(Records taken from a collection)
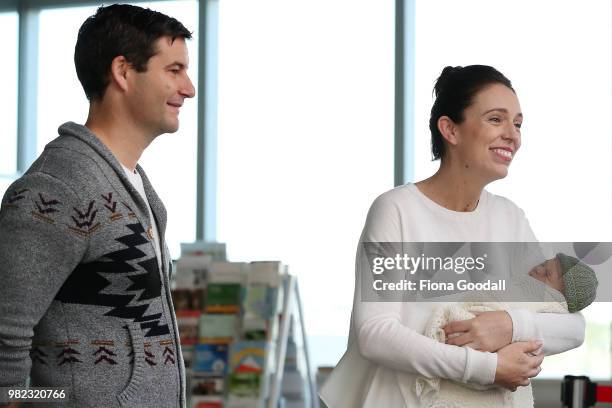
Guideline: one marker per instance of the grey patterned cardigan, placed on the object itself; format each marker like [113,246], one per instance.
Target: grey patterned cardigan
[83,304]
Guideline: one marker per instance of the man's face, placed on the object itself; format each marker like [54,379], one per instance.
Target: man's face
[156,95]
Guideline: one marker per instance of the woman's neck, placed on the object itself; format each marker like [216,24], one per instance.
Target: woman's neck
[452,188]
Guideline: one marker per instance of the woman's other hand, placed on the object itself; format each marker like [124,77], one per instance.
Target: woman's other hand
[488,331]
[517,363]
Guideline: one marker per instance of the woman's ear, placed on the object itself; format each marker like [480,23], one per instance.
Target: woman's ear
[448,130]
[119,72]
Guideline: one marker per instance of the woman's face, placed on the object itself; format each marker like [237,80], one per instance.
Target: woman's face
[489,136]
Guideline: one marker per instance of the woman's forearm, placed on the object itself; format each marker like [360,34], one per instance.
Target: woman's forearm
[387,342]
[559,332]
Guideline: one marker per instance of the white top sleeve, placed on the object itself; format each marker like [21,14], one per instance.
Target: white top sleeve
[383,339]
[558,332]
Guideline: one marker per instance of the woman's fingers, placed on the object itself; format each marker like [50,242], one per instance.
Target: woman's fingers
[536,360]
[458,326]
[461,340]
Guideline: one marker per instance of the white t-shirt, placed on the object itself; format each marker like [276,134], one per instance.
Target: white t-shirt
[386,337]
[136,181]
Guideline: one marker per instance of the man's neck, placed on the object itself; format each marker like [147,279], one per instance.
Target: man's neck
[125,141]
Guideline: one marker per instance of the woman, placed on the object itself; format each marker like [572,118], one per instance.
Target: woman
[475,126]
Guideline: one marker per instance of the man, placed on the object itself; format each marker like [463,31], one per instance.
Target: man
[85,299]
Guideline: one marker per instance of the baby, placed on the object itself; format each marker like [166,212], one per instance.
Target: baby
[565,285]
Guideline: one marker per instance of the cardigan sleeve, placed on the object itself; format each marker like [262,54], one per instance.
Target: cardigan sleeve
[383,339]
[38,250]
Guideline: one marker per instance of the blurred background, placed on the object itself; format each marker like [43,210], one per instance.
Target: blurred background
[307,110]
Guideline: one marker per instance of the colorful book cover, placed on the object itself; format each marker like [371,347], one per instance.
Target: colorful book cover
[211,359]
[223,298]
[204,384]
[247,356]
[192,271]
[206,402]
[217,328]
[188,322]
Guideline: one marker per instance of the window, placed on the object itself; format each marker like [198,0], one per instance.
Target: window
[9,23]
[305,143]
[170,161]
[561,70]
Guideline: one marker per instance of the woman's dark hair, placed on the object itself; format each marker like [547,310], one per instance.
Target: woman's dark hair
[119,29]
[455,89]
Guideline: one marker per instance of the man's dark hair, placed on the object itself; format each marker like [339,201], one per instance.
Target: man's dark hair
[119,29]
[455,89]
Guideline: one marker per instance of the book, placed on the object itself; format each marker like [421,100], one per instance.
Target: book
[188,299]
[211,359]
[192,271]
[206,402]
[223,298]
[218,328]
[188,323]
[228,272]
[216,250]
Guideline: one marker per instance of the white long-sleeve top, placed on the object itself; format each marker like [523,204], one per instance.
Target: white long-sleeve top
[387,337]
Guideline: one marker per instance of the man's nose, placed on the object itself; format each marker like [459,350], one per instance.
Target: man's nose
[188,90]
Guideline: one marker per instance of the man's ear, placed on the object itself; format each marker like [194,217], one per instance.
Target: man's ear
[119,72]
[448,130]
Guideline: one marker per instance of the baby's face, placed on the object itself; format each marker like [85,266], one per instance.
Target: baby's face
[549,273]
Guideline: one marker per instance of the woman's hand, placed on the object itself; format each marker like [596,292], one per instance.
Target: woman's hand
[488,331]
[517,363]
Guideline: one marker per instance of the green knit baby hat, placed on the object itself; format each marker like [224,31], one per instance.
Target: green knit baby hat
[580,282]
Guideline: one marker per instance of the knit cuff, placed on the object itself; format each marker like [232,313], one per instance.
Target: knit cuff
[523,325]
[480,367]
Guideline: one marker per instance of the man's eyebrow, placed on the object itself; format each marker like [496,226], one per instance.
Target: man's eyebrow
[503,110]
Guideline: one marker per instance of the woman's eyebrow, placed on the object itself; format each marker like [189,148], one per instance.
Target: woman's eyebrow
[179,65]
[502,110]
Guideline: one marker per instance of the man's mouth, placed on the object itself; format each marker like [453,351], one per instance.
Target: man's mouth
[504,154]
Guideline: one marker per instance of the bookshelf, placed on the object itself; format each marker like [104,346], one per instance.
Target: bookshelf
[242,335]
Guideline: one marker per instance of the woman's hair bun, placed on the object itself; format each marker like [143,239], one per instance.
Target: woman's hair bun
[448,73]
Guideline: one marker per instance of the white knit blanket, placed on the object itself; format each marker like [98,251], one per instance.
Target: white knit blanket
[441,393]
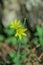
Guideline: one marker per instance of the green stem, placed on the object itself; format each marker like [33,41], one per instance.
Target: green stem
[24,21]
[18,53]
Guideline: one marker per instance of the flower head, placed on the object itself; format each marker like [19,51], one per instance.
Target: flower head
[15,24]
[20,32]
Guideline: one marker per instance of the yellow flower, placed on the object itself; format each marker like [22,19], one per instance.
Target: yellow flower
[15,24]
[20,32]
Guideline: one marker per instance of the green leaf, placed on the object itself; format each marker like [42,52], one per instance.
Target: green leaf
[1,38]
[12,54]
[12,40]
[9,31]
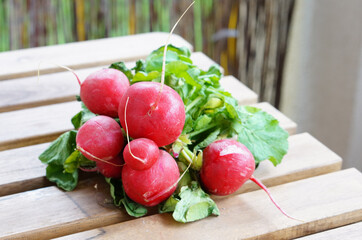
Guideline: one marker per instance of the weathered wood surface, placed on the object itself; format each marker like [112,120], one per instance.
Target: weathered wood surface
[322,202]
[284,121]
[36,125]
[298,164]
[28,92]
[22,63]
[349,232]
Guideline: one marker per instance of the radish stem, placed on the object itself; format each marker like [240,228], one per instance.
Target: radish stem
[167,189]
[262,186]
[154,106]
[99,159]
[129,146]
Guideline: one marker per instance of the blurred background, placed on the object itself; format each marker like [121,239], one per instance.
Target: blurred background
[302,56]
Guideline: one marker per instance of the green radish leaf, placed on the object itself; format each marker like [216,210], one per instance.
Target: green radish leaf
[169,205]
[60,149]
[194,204]
[140,66]
[56,155]
[119,197]
[76,160]
[67,181]
[145,77]
[262,135]
[121,66]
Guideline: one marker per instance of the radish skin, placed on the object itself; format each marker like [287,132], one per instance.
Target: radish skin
[100,139]
[144,187]
[102,90]
[140,154]
[227,165]
[164,124]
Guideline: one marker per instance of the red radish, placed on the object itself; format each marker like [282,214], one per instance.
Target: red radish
[111,168]
[154,185]
[227,164]
[160,121]
[140,154]
[100,138]
[102,90]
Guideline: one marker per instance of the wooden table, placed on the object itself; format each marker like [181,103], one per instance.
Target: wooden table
[309,184]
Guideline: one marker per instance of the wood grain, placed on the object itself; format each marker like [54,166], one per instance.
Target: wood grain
[36,125]
[322,202]
[297,165]
[49,212]
[22,63]
[28,92]
[349,232]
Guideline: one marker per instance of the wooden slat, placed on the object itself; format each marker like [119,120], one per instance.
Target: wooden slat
[22,63]
[21,170]
[35,125]
[284,121]
[51,88]
[323,202]
[296,165]
[50,212]
[60,87]
[349,232]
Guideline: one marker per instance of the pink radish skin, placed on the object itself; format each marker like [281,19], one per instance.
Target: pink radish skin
[102,90]
[154,185]
[111,168]
[100,139]
[146,153]
[162,123]
[227,165]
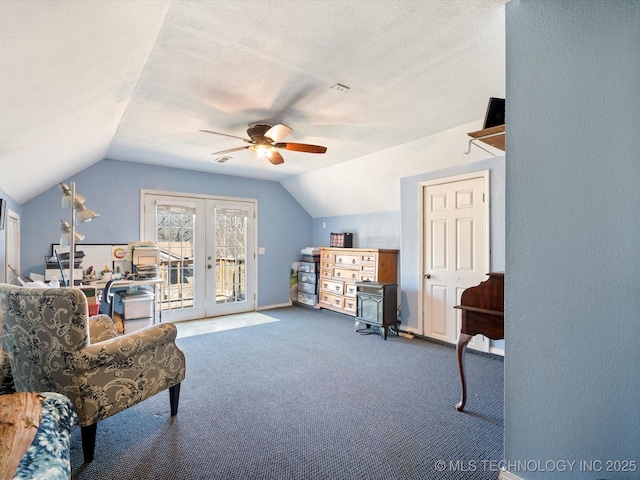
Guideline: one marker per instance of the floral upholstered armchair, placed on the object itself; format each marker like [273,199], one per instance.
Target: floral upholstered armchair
[51,345]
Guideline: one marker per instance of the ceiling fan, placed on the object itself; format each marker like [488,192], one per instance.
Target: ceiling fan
[265,140]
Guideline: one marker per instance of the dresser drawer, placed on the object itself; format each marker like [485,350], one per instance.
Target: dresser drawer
[332,286]
[368,269]
[326,273]
[347,259]
[369,258]
[328,257]
[330,299]
[347,274]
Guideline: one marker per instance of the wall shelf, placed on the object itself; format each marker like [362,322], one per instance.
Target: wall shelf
[494,136]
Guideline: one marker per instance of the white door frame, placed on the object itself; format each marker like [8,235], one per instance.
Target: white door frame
[209,198]
[422,240]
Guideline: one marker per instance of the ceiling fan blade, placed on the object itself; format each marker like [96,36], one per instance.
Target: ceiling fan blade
[276,158]
[227,135]
[230,150]
[301,147]
[277,132]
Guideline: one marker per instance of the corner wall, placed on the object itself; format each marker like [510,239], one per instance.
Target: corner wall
[573,234]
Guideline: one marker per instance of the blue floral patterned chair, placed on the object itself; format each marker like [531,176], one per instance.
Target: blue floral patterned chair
[51,345]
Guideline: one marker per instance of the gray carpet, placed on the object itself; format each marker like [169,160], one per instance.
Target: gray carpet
[307,398]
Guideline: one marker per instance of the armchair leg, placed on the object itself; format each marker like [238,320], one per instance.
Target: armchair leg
[174,397]
[88,435]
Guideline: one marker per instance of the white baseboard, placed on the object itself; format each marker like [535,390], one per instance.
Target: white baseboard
[505,475]
[278,305]
[496,351]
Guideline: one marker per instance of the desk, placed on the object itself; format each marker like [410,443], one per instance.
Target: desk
[107,286]
[482,313]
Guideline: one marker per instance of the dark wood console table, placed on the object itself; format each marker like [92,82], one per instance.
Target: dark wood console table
[482,314]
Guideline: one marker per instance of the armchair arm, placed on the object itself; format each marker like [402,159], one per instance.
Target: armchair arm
[122,349]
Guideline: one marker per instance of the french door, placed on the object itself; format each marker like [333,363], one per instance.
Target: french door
[208,253]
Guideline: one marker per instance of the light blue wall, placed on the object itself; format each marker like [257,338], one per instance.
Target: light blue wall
[11,205]
[371,230]
[410,202]
[572,365]
[400,230]
[113,189]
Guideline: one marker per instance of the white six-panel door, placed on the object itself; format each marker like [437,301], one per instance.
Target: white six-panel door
[455,255]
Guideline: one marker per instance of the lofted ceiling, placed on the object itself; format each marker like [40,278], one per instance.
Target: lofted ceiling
[137,80]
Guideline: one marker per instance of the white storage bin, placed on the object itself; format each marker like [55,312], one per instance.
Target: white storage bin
[307,287]
[307,298]
[306,277]
[136,305]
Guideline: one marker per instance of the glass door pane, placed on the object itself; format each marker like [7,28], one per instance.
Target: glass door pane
[231,253]
[175,235]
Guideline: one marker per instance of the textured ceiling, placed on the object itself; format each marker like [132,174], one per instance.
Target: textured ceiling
[137,80]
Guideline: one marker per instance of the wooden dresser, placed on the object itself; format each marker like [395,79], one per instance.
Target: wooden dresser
[341,268]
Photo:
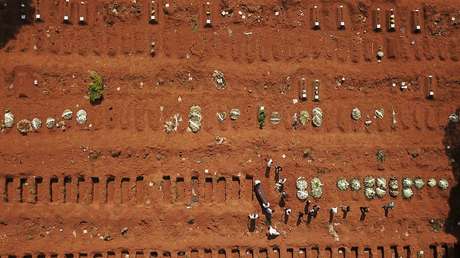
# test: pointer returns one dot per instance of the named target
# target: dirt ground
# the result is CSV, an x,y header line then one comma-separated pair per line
x,y
120,186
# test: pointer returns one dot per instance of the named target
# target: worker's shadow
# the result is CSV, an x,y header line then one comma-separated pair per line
x,y
451,144
10,18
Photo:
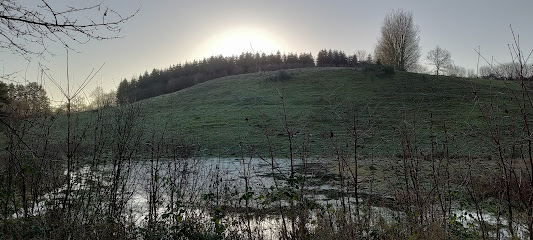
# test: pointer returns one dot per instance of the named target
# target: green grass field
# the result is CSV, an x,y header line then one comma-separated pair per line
x,y
223,114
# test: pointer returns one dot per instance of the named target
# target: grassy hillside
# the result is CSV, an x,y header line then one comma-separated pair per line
x,y
320,104
234,111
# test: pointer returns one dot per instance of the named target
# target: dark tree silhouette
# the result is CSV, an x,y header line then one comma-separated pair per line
x,y
27,28
398,44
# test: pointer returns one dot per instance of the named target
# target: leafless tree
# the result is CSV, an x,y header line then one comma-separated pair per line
x,y
398,45
361,55
440,58
27,28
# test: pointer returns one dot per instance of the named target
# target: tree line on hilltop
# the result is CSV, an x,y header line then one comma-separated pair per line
x,y
181,76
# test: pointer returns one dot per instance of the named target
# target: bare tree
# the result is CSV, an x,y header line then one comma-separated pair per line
x,y
440,58
398,45
27,28
361,55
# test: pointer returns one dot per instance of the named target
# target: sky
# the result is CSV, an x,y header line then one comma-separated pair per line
x,y
167,32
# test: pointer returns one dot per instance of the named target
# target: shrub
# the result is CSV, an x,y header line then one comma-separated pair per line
x,y
379,70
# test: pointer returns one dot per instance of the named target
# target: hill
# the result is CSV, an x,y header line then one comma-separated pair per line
x,y
223,114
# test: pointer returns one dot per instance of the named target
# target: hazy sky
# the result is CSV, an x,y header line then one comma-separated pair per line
x,y
166,32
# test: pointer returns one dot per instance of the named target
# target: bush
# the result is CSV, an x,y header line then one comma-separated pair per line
x,y
379,70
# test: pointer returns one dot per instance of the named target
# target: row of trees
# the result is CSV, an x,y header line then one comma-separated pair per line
x,y
181,76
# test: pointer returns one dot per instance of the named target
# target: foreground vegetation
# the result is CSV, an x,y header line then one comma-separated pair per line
x,y
425,147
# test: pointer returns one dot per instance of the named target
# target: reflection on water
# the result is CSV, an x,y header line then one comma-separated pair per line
x,y
191,187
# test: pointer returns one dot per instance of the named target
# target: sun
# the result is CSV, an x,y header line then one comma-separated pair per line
x,y
241,40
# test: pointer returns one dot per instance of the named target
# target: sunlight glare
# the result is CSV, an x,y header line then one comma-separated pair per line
x,y
238,41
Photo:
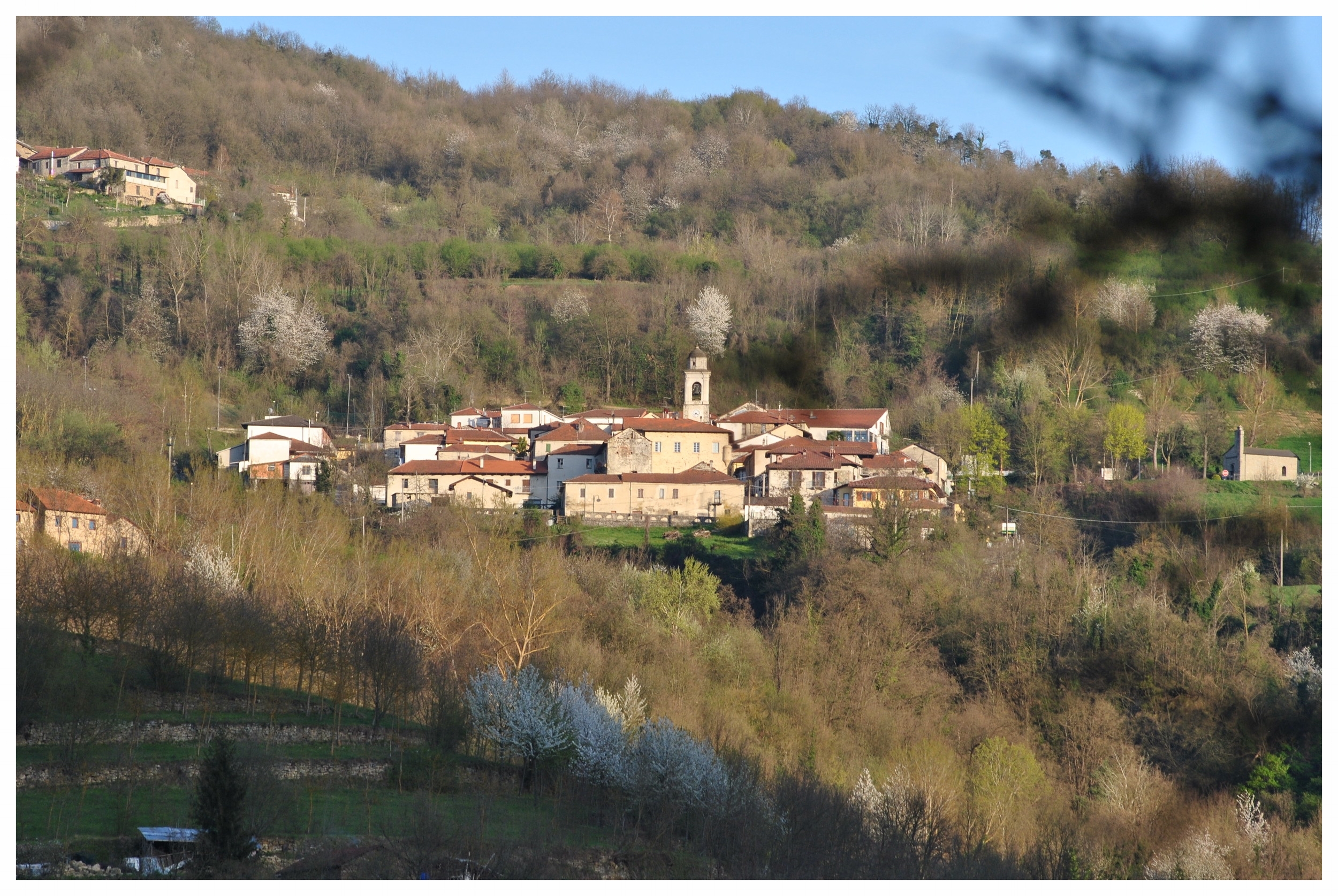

- **Written instruction**
Gather every line of the records above that contains the word "eyebrow".

- **Result**
Guideline: one marker per instance of the man's eyebrow, placed on the object itself; format each marker like [496,226], one per instance.
Target: man's eyebrow
Guideline: one marker per instance of the woman's eyebrow, placed on the object itself; format each marker like [189,148], one per instance.
Target: woman's eyebrow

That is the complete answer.